» **Your assignment**:
Begin with the line in which "each like (101,101)." appears and end with the final line of the entries. Retype each one exactly and add nothing.

Excerpts from a dataset
+++++
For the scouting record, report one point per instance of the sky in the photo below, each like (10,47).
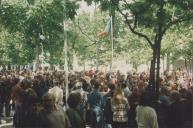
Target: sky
(85,8)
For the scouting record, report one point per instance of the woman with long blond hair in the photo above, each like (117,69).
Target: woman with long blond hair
(120,107)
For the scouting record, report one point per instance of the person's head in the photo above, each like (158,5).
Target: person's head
(96,85)
(118,96)
(49,101)
(175,96)
(146,99)
(34,104)
(74,100)
(164,90)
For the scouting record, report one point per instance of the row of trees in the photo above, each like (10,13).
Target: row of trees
(164,26)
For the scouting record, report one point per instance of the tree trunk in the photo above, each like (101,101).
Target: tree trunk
(152,70)
(167,62)
(158,67)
+++++
» **Exercise output**:
For the scouting record, report one point per instance of the tree trunk in the photo above, each like (101,101).
Target: tree trunk
(152,70)
(167,62)
(158,67)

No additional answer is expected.